**What to work on:**
Copy every line of the material precisely.

• • • •

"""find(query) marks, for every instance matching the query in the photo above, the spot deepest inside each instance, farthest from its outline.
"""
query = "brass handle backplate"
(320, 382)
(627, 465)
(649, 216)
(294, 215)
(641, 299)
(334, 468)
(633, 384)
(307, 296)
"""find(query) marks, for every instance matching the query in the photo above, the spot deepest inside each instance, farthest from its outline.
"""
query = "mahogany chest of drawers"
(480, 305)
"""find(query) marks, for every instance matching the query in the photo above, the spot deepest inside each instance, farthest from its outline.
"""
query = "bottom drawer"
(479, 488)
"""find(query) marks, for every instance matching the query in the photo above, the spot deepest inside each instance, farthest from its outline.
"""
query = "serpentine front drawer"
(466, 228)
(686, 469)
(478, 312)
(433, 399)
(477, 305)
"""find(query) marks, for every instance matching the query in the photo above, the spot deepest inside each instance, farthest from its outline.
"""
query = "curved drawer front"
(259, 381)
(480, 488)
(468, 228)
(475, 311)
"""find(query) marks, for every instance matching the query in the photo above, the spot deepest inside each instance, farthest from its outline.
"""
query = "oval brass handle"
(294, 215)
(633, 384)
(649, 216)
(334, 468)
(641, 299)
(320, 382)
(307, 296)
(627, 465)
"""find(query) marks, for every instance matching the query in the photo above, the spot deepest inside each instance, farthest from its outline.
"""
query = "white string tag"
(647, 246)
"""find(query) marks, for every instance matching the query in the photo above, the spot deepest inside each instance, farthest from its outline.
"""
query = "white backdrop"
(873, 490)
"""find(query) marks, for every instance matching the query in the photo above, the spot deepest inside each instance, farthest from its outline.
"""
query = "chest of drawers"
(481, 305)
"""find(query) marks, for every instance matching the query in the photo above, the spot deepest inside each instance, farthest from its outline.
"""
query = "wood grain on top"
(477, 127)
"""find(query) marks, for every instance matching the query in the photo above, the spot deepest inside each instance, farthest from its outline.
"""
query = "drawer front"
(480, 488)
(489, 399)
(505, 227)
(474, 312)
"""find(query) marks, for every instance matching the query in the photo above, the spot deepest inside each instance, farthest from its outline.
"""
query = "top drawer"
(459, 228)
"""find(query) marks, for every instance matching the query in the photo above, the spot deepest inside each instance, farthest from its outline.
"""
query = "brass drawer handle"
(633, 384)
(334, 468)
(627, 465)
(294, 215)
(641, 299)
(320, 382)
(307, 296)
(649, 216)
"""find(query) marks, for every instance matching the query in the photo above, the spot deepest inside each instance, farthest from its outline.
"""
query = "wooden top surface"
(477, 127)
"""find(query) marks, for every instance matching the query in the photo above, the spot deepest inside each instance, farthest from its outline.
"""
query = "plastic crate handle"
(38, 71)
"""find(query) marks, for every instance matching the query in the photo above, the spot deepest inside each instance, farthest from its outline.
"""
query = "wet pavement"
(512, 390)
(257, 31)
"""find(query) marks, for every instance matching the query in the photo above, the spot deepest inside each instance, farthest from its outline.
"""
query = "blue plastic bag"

• • • •

**Response area:**
"""find(query) marks, for every instance matching the query in the photo above, the spot deepest inside each instance, farthest from its outline.
"""
query = "brass handle backplate"
(320, 382)
(627, 465)
(649, 216)
(294, 215)
(641, 299)
(334, 468)
(633, 384)
(307, 296)
"""find(query) marks, for every instance matching the query in the photo above, the spot deepest inside each instance, farthest from its outline.
"""
query = "mahogany chest of drawers"
(480, 305)
"""find(query) marks, for every instance matching the query in the photo above, the spot deepest inside each instance, farthest from its outline.
"""
query = "bottom drawer"
(479, 488)
"""find(query) marks, for every instance matching the query in the photo above, the spot deepest inside each instance, farthest from its outline.
"""
query = "serpentine front drawer"
(466, 228)
(686, 469)
(478, 312)
(433, 399)
(477, 305)
"""find(query) marks, for every instance matching the query in the photo above, the spot deepest inside each instance, farthest from its outline.
"""
query = "curved drawer front"
(259, 381)
(480, 488)
(468, 228)
(475, 311)
"""find(query) marks, for every instance matching the query in the photo above, the spot deepest inside each instance, farthest from its outline.
"""
query = "oval brass handle"
(294, 215)
(633, 384)
(649, 216)
(334, 468)
(641, 299)
(320, 382)
(307, 296)
(627, 465)
"""find(query) marks, for every instance matching the query in the photo above, the spot deepest inside each instance, farthest from its outline.
"""
query = "white string tag"
(647, 246)
"""find(query) marks, for every instance matching the query in the photo above, the spot deepest inside each instance, farthest from its outline.
"""
query = "white backdrop"
(873, 490)
"""find(query) marks, for every instance matching the query in the photo above, the spot deepest inside each instance, farthest from its outline.
"""
query = "chest of drawers"
(481, 305)
"""find(query) marks, for every instance matching the query in the photo above, the spot deepest inside each instance, farthest from its outline.
"""
query = "wood grain on top"
(477, 127)
"""find(query) marks, for every instance matching the query in the photo above, the spot deepest inside each instance, farthest from its outline.
"""
query = "drawer front"
(480, 488)
(489, 399)
(505, 227)
(474, 312)
"""find(query) marks, for every instance matching the query in the photo above, the spot deepest inside each instance, farthest from its outline.
"""
query = "top drawer"
(459, 228)
"""find(query) marks, for every instance matching the query in the photo above, the spot deepest inside each instance, farthest from its outline.
"""
query = "brass drawer handle"
(633, 384)
(334, 468)
(627, 465)
(294, 215)
(641, 299)
(320, 382)
(307, 296)
(649, 216)
"""find(query) marks, for every instance matching the query in the photo above, the spot deepest inside each instance, farthest from its outline.
"""
query = "wooden top surface"
(477, 127)
"""find(query) marks, for every instance matching the query in the photo above, the spot deepest inside each instance, farthest from its outline.
"""
query = "plastic crate handle"
(38, 71)
"""find(query) marks, for every instance matching the query in the photo above, the spot deepest inside each instance, farthest from its outline.
"""
query = "wet pavement"
(512, 390)
(257, 31)
"""find(query) marks, for every instance matching the query in the photo above, the spot deepest inside each instance, farthest from its outline.
"""
query = "blue plastic bag"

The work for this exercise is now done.